## The task
Convert all of the material below into a Markdown table with the columns Row and Line, one numbered row per line, skipping blank lines and leaving out the pictures.

## Source data
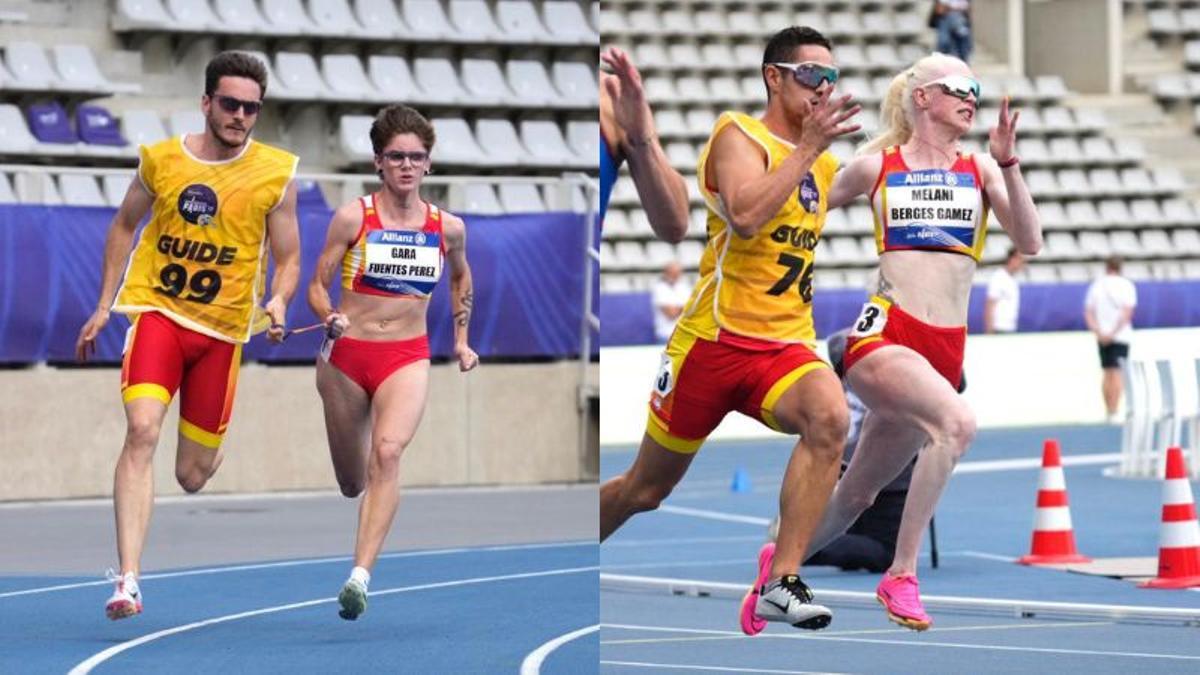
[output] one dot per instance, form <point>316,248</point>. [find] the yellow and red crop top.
<point>929,209</point>
<point>394,262</point>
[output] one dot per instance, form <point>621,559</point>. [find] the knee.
<point>192,478</point>
<point>385,455</point>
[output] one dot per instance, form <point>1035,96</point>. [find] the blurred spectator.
<point>1108,311</point>
<point>1003,296</point>
<point>670,294</point>
<point>952,21</point>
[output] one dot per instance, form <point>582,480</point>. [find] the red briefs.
<point>701,381</point>
<point>370,362</point>
<point>883,323</point>
<point>162,357</point>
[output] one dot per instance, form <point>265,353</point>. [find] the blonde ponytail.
<point>897,109</point>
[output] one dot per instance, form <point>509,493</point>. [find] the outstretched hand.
<point>826,120</point>
<point>628,96</point>
<point>1002,137</point>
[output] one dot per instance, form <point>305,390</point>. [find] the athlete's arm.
<point>661,190</point>
<point>462,292</point>
<point>856,178</point>
<point>1006,187</point>
<point>737,166</point>
<point>133,208</point>
<point>343,228</point>
<point>283,233</point>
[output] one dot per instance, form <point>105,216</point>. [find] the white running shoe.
<point>126,598</point>
<point>790,601</point>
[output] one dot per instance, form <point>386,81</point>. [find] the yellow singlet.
<point>202,258</point>
<point>760,287</point>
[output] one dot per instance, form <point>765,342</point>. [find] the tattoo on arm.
<point>462,317</point>
<point>885,288</point>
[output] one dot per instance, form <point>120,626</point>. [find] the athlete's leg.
<point>133,479</point>
<point>643,485</point>
<point>899,384</point>
<point>815,407</point>
<point>347,426</point>
<point>396,411</point>
<point>885,447</point>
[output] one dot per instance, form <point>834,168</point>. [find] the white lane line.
<point>715,515</point>
<point>532,663</point>
<point>922,643</point>
<point>732,634</point>
<point>297,563</point>
<point>709,668</point>
<point>95,659</point>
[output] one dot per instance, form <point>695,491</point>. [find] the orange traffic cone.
<point>1054,541</point>
<point>1179,544</point>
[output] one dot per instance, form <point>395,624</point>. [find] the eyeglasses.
<point>958,85</point>
<point>231,105</point>
<point>810,73</point>
<point>396,157</point>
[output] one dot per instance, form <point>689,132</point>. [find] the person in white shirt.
<point>1108,311</point>
<point>1003,296</point>
<point>670,294</point>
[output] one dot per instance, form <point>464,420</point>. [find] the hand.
<point>277,310</point>
<point>823,120</point>
<point>336,324</point>
<point>1002,137</point>
<point>85,345</point>
<point>467,358</point>
<point>628,96</point>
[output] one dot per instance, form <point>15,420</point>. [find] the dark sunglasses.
<point>231,105</point>
<point>810,73</point>
<point>396,157</point>
<point>958,85</point>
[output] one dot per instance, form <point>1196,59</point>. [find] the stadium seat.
<point>143,127</point>
<point>520,22</point>
<point>479,198</point>
<point>521,198</point>
<point>239,16</point>
<point>115,186</point>
<point>354,138</point>
<point>379,18</point>
<point>29,66</point>
<point>575,82</point>
<point>439,82</point>
<point>546,145</point>
<point>393,78</point>
<point>346,78</point>
<point>299,75</point>
<point>186,121</point>
<point>77,70</point>
<point>456,144</point>
<point>426,19</point>
<point>531,83</point>
<point>288,17</point>
<point>485,82</point>
<point>499,142</point>
<point>133,15</point>
<point>334,17</point>
<point>565,22</point>
<point>191,16</point>
<point>473,22</point>
<point>81,190</point>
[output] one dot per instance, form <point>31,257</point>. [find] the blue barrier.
<point>629,320</point>
<point>528,273</point>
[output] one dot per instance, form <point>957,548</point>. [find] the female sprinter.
<point>373,369</point>
<point>904,356</point>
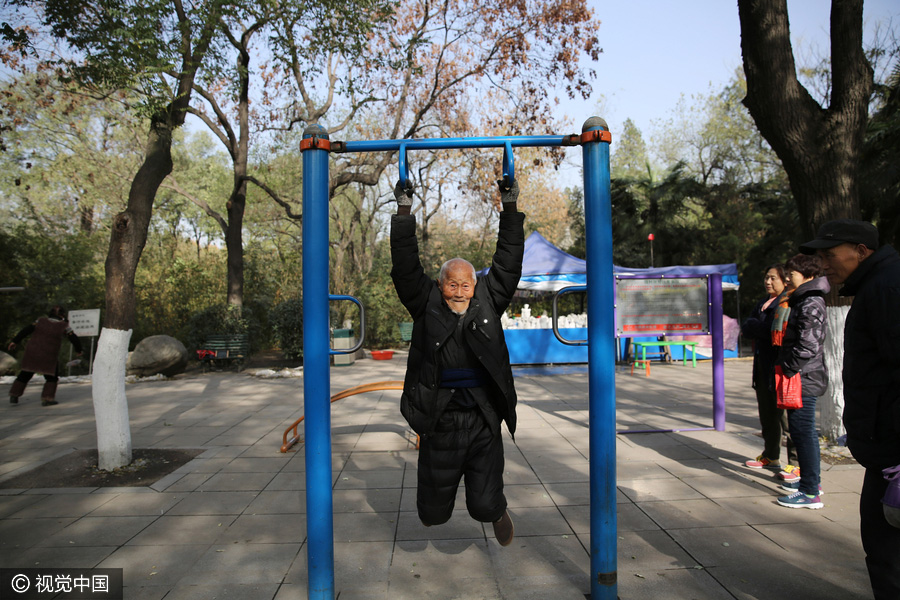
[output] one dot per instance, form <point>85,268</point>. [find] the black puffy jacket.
<point>872,360</point>
<point>434,322</point>
<point>758,328</point>
<point>802,350</point>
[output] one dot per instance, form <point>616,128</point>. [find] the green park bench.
<point>224,349</point>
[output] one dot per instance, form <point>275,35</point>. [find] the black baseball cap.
<point>843,231</point>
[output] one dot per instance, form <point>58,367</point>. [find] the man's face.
<point>840,261</point>
<point>458,287</point>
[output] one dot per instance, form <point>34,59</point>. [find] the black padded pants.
<point>462,446</point>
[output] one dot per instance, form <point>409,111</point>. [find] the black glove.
<point>508,193</point>
<point>403,194</point>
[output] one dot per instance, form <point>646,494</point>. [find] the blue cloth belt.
<point>464,378</point>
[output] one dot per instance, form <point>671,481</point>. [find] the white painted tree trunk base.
<point>832,404</point>
<point>110,403</point>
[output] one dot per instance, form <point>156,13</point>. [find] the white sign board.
<point>655,306</point>
<point>85,323</point>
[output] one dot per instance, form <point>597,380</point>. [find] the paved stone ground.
<point>692,521</point>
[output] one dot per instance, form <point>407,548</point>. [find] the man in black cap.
<point>871,274</point>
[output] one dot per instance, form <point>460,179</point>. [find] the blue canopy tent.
<point>546,268</point>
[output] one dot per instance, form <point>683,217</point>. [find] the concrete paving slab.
<point>61,505</point>
<point>183,530</point>
<point>59,557</point>
<point>241,564</point>
<point>265,529</point>
<point>98,531</point>
<point>124,505</point>
<point>229,591</point>
<point>154,565</point>
<point>643,490</point>
<point>213,503</point>
<point>671,584</point>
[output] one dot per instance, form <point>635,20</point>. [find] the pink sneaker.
<point>762,462</point>
<point>790,473</point>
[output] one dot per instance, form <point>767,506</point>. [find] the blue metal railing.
<point>601,335</point>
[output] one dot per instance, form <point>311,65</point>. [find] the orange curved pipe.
<point>360,389</point>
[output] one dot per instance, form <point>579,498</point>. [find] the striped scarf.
<point>782,312</point>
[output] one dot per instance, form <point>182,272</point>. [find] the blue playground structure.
<point>316,146</point>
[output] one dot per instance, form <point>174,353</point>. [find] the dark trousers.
<point>774,424</point>
<point>462,446</point>
<point>22,379</point>
<point>802,422</point>
<point>881,541</point>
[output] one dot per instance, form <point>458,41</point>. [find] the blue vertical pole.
<point>316,359</point>
<point>716,329</point>
<point>601,358</point>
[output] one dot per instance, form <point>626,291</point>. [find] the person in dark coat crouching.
<point>41,354</point>
<point>459,385</point>
<point>871,274</point>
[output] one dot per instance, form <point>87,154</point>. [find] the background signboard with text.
<point>85,323</point>
<point>646,307</point>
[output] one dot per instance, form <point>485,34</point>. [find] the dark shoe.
<point>504,530</point>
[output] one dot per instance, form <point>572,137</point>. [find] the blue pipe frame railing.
<point>594,140</point>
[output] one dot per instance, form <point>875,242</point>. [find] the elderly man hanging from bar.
<point>459,384</point>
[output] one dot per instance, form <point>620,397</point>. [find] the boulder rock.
<point>161,354</point>
<point>7,363</point>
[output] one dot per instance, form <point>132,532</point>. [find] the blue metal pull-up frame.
<point>594,140</point>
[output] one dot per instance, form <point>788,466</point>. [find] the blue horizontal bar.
<point>454,143</point>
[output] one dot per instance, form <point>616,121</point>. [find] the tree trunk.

## Written response
| Row | Line |
|---|---|
| 1 | [output] one dot per instance, form <point>316,248</point>. [find] the yellow and red crop top. |
| 2 | <point>929,209</point> |
| 3 | <point>394,262</point> |
| 4 | [output] one dot per instance, form <point>621,559</point>. [find] the knee. |
| 5 | <point>192,478</point> |
| 6 | <point>385,455</point> |
| 7 | [output] one dot per instance, form <point>1035,96</point>. [find] the blurred spectator. |
| 8 | <point>1108,311</point> |
| 9 | <point>1003,296</point> |
| 10 | <point>670,294</point> |
| 11 | <point>952,21</point> |
| 12 | [output] one dot per instance, form <point>582,480</point>. [find] the red briefs. |
| 13 | <point>701,381</point> |
| 14 | <point>370,362</point> |
| 15 | <point>883,323</point> |
| 16 | <point>162,357</point> |
| 17 | [output] one dot per instance, form <point>265,353</point>. [find] the blonde ponytail. |
| 18 | <point>897,109</point> |
| 19 | [output] one dot per instance, form <point>509,493</point>. [find] the outstretched hand. |
| 20 | <point>826,120</point> |
| 21 | <point>628,96</point> |
| 22 | <point>1002,137</point> |
| 23 | [output] one dot per instance, form <point>305,390</point>. [find] the athlete's arm. |
| 24 | <point>661,190</point> |
| 25 | <point>462,292</point> |
| 26 | <point>856,178</point> |
| 27 | <point>1006,187</point> |
| 28 | <point>737,166</point> |
| 29 | <point>133,208</point> |
| 30 | <point>343,228</point> |
| 31 | <point>283,233</point> |
| 32 | [output] one dot per instance, form <point>105,216</point>. [find] the white running shoe. |
| 33 | <point>126,598</point> |
| 34 | <point>790,601</point> |
| 35 | [output] one dot per instance, form <point>386,81</point>. [find] the yellow singlet. |
| 36 | <point>202,258</point> |
| 37 | <point>760,287</point> |
| 38 | [output] one dot per instance, form <point>765,342</point>. [find] the tattoo on arm. |
| 39 | <point>462,317</point> |
| 40 | <point>885,288</point> |
| 41 | [output] one dot per instance, form <point>120,626</point>. [find] the athlete's leg. |
| 42 | <point>133,479</point> |
| 43 | <point>643,485</point> |
| 44 | <point>899,384</point> |
| 45 | <point>815,407</point> |
| 46 | <point>347,426</point> |
| 47 | <point>396,411</point> |
| 48 | <point>885,447</point> |
| 49 | [output] one dot per instance, form <point>834,168</point>. [find] the white lane line. |
| 50 | <point>715,515</point> |
| 51 | <point>532,663</point> |
| 52 | <point>922,643</point> |
| 53 | <point>732,634</point> |
| 54 | <point>297,563</point> |
| 55 | <point>709,668</point> |
| 56 | <point>95,659</point> |
| 57 | [output] one dot per instance, form <point>695,491</point>. [find] the orange traffic cone. |
| 58 | <point>1054,541</point> |
| 59 | <point>1179,544</point> |
| 60 | [output] one dot per instance, form <point>395,624</point>. [find] the eyeglasses. |
| 61 | <point>958,85</point> |
| 62 | <point>231,105</point> |
| 63 | <point>810,73</point> |
| 64 | <point>396,157</point> |
| 65 | [output] one dot per instance, form <point>689,132</point>. [find] the person in white shirt. |
| 66 | <point>1108,311</point> |
| 67 | <point>1003,296</point> |
| 68 | <point>670,294</point> |
| 69 | [output] one dot per instance, form <point>464,420</point>. [find] the hand. |
| 70 | <point>277,310</point> |
| 71 | <point>823,120</point> |
| 72 | <point>336,324</point> |
| 73 | <point>1002,137</point> |
| 74 | <point>85,345</point> |
| 75 | <point>467,358</point> |
| 76 | <point>628,96</point> |
| 77 | [output] one dot per instance, form <point>15,420</point>. [find] the dark sunglasses. |
| 78 | <point>231,105</point> |
| 79 | <point>810,73</point> |
| 80 | <point>396,157</point> |
| 81 | <point>958,85</point> |
| 82 | [output] one dot per instance, form <point>1196,59</point>. [find] the stadium seat. |
| 83 | <point>143,127</point> |
| 84 | <point>520,22</point> |
| 85 | <point>479,198</point> |
| 86 | <point>521,198</point> |
| 87 | <point>239,16</point> |
| 88 | <point>115,186</point> |
| 89 | <point>354,138</point> |
| 90 | <point>379,18</point> |
| 91 | <point>29,66</point> |
| 92 | <point>575,82</point> |
| 93 | <point>439,82</point> |
| 94 | <point>546,145</point> |
| 95 | <point>393,78</point> |
| 96 | <point>346,78</point> |
| 97 | <point>299,75</point> |
| 98 | <point>186,121</point> |
| 99 | <point>77,70</point> |
| 100 | <point>456,144</point> |
| 101 | <point>426,19</point> |
| 102 | <point>531,83</point> |
| 103 | <point>288,17</point> |
| 104 | <point>485,82</point> |
| 105 | <point>499,142</point> |
| 106 | <point>133,15</point> |
| 107 | <point>334,17</point> |
| 108 | <point>565,22</point> |
| 109 | <point>191,16</point> |
| 110 | <point>473,22</point> |
| 111 | <point>81,190</point> |
| 112 | [output] one dot per instance, form <point>31,257</point>. [find] the blue barrier. |
| 113 | <point>629,320</point> |
| 114 | <point>528,273</point> |
| 115 | [output] one dot per instance, form <point>957,548</point>. [find] the female sprinter. |
| 116 | <point>373,369</point> |
| 117 | <point>904,356</point> |
| 118 | [output] one dot per instance, form <point>85,268</point>. [find] the black puffy jacket. |
| 119 | <point>872,360</point> |
| 120 | <point>434,322</point> |
| 121 | <point>758,328</point> |
| 122 | <point>802,350</point> |
| 123 | [output] one dot per instance, form <point>616,128</point>. [find] the green park bench. |
| 124 | <point>224,349</point> |
| 125 | [output] one dot per instance, form <point>275,35</point>. [find] the black baseball cap. |
| 126 | <point>843,231</point> |
| 127 | [output] one dot per instance, form <point>58,367</point>. [find] the man's face. |
| 128 | <point>840,261</point> |
| 129 | <point>458,287</point> |
| 130 | [output] one dot per instance, form <point>34,59</point>. [find] the black padded pants. |
| 131 | <point>462,446</point> |
| 132 | [output] one dot per instance, form <point>409,111</point>. [find] the black glove. |
| 133 | <point>508,193</point> |
| 134 | <point>403,194</point> |
| 135 | [output] one dot per instance, form <point>646,494</point>. [find] the blue cloth belt. |
| 136 | <point>464,378</point> |
| 137 | [output] one dot per instance, form <point>671,481</point>. [find] the white painted tree trunk base. |
| 138 | <point>832,404</point> |
| 139 | <point>110,403</point> |
| 140 | [output] one dot per instance, form <point>156,13</point>. [find] the white sign board. |
| 141 | <point>655,306</point> |
| 142 | <point>85,323</point> |
| 143 | [output] one dot per instance, form <point>597,380</point>. [find] the paved stone ground. |
| 144 | <point>692,521</point> |
| 145 | [output] one dot per instance, form <point>407,548</point>. [find] the man in black cap. |
| 146 | <point>871,274</point> |
| 147 | [output] one dot per instance, form <point>460,179</point>. [find] the blue canopy tent. |
| 148 | <point>546,268</point> |
| 149 | [output] one dot per instance, form <point>683,217</point>. [find] the concrete paving slab. |
| 150 | <point>61,505</point> |
| 151 | <point>183,530</point> |
| 152 | <point>59,557</point> |
| 153 | <point>241,564</point> |
| 154 | <point>265,529</point> |
| 155 | <point>98,531</point> |
| 156 | <point>124,505</point> |
| 157 | <point>229,591</point> |
| 158 | <point>154,565</point> |
| 159 | <point>643,490</point> |
| 160 | <point>213,503</point> |
| 161 | <point>671,584</point> |
| 162 | [output] one dot per instance, form <point>635,20</point>. [find] the pink sneaker. |
| 163 | <point>762,462</point> |
| 164 | <point>790,473</point> |
| 165 | [output] one dot per instance, form <point>767,506</point>. [find] the blue metal railing. |
| 166 | <point>601,335</point> |
| 167 | [output] one dot per instance, form <point>311,65</point>. [find] the orange curved pipe. |
| 168 | <point>360,389</point> |
| 169 | [output] one dot per instance, form <point>579,498</point>. [find] the striped scarf. |
| 170 | <point>782,312</point> |
| 171 | [output] one dot per instance, form <point>182,272</point>. [find] the blue playground structure. |
| 172 | <point>316,146</point> |
| 173 | [output] one dot per instance, form <point>174,353</point>. [find] the dark trousers. |
| 174 | <point>774,424</point> |
| 175 | <point>462,446</point> |
| 176 | <point>22,379</point> |
| 177 | <point>802,422</point> |
| 178 | <point>881,541</point> |
| 179 | [output] one dot per instance, form <point>458,41</point>. [find] the blue vertical pole. |
| 180 | <point>316,359</point> |
| 181 | <point>716,329</point> |
| 182 | <point>601,358</point> |
| 183 | [output] one dot per instance, form <point>626,291</point>. [find] the person in dark coat crouching. |
| 184 | <point>41,354</point> |
| 185 | <point>459,385</point> |
| 186 | <point>871,274</point> |
| 187 | [output] one dot per instance, form <point>87,154</point>. [find] the background signboard with text. |
| 188 | <point>85,323</point> |
| 189 | <point>646,307</point> |
| 190 | [output] one dot per instance, form <point>485,34</point>. [find] the dark shoe. |
| 191 | <point>504,530</point> |
| 192 | [output] one dot per instance, form <point>572,137</point>. [find] the blue pipe frame railing. |
| 193 | <point>594,140</point> |
| 194 | [output] one dot per instance, form <point>875,242</point>. [find] the elderly man hanging from bar. |
| 195 | <point>459,384</point> |
| 196 | [output] one dot per instance, form <point>620,397</point>. [find] the boulder rock. |
| 197 | <point>161,354</point> |
| 198 | <point>7,363</point> |
| 199 | [output] one dot per instance, form <point>132,532</point>. [find] the blue metal pull-up frame. |
| 200 | <point>594,140</point> |
| 201 | [output] one dot per instance, form <point>788,466</point>. [find] the blue horizontal bar. |
| 202 | <point>454,143</point> |
| 203 | [output] one dot per instance, form <point>616,121</point>. [find] the tree trunk. |